*Stated goal a*: Name the three places mentioned in the Psalm 42 passage quoted in the sermon opening below.

*Text shown*:
========
Beginning a Study of Psalm 42 and Psalm 43

 

Psalm 42:1-8--As the deer pants for the water brooks, so pants my soul for You, O God. My soul thirsts for God, for the living God.  When shall I come and appear before God?  My tears have been my food day and night, while they continually say to me, Where is your God?  When I remember these things, I pour out my soul within me.  For I used to go with the multitude; I went with them to the house of God, with the voice of joy and praise, with a multitude that kept a pilgrim feast.  Why are you cast down, O my soul?  And why are you disquieted within me?  Hope in God, for I shall yet praise Him for the help of His countenance.  o my God, my soul is cast down within me; therefore I will remember You from the land of the Jordan, and from the heights of Hermon, from the Hill Mizar.  Deep calls unto deep at the noise of Your waterfalls; all Your waves and billows have gone over me. The Lord will command His lovingkindness in the daytime, and in the night His song shall be with me--a prayer to the God of my life.

 

A retired missionary who was trying to make ends meet received a crisp new ten dollar bill in a letter.  She was surprised, but as she read the letter her eyes were distracted by the movement of a shabbily dressed stranger leaning in front of the building.  Thinking he might be in greater financial stress than she, she slipped the bill in an envelope on which she penned “Don’t despair.”  The man tipped his hat, and smiled.  The next day he showed up at the door and handed her 60 dollars.  “Why?”  He replied: Don’t Despair paid five to one.  Well now that was the name of a horse. But I want you to see the reality of hope today.  There was a man on a raft for almost eighty days.  The thing that kept the man alive after his ship sunk was hope.  His lowest days were when he could see no hope and he could not see the possibility of being rescued or making it to the islands or coming into the shipping lanes and being found by one of the vessels on the trade routes.  His hope kept him alive.  Someone has said: “We can live forty days without food, eight days without water, four minutes without air, but only a few seconds without hope.”
========
*Stated goal b*: Arrange the part of the listing below that opens with its first line and closes with the line containing "pixel 17 265" as a Markdown table with the columns No. and Line, leaving out blank lines.

Labeled-object pointing listing:
========
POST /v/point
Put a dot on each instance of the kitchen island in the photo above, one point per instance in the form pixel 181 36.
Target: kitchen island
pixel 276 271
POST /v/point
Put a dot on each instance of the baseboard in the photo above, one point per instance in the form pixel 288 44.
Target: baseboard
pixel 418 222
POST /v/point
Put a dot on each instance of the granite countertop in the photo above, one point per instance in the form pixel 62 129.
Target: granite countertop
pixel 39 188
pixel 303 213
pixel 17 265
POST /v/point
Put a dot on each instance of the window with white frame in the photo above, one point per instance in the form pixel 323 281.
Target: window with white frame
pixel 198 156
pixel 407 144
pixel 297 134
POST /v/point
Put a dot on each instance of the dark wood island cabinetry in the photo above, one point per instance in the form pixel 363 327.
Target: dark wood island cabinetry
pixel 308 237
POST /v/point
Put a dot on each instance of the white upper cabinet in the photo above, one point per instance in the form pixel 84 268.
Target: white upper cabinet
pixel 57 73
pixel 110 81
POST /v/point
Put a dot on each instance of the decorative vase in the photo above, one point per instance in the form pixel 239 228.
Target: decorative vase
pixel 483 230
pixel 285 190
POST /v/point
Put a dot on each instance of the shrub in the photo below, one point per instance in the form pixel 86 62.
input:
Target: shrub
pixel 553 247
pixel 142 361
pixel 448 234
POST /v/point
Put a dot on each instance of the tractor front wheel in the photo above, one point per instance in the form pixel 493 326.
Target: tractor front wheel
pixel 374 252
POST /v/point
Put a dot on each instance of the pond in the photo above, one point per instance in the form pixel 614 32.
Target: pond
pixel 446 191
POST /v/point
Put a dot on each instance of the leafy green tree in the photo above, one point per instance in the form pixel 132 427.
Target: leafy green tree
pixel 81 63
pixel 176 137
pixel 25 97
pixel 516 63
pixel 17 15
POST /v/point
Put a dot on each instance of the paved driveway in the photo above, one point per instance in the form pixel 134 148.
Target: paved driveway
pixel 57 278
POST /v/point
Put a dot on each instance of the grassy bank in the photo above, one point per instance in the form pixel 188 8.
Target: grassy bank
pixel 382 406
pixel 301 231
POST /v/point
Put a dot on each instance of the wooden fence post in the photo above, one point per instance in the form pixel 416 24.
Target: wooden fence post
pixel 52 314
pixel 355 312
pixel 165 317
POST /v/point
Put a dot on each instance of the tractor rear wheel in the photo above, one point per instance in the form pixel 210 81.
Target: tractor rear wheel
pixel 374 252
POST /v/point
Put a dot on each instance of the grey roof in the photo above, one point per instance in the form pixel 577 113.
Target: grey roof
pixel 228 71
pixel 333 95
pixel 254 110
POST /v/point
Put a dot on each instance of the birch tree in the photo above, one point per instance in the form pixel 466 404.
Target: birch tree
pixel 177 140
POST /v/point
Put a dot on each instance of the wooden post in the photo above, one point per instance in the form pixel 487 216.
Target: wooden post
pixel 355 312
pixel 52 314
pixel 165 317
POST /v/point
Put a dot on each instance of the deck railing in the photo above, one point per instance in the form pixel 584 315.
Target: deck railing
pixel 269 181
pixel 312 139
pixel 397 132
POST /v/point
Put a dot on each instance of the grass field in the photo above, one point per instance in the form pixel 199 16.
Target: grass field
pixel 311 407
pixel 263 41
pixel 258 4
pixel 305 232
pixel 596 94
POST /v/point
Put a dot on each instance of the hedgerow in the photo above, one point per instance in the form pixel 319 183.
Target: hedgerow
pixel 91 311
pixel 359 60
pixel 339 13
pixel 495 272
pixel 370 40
========
*Exercise answer a*:
- the Jordan
- Hermon
- Hill Mizar

*Exercise answer b*:
| No. | Line |
|---|---|
| 1 | POST /v/point |
| 2 | Put a dot on each instance of the kitchen island in the photo above, one point per instance in the form pixel 181 36. |
| 3 | Target: kitchen island |
| 4 | pixel 276 271 |
| 5 | POST /v/point |
| 6 | Put a dot on each instance of the baseboard in the photo above, one point per instance in the form pixel 288 44. |
| 7 | Target: baseboard |
| 8 | pixel 418 222 |
| 9 | POST /v/point |
| 10 | Put a dot on each instance of the granite countertop in the photo above, one point per instance in the form pixel 62 129. |
| 11 | Target: granite countertop |
| 12 | pixel 39 188 |
| 13 | pixel 303 213 |
| 14 | pixel 17 265 |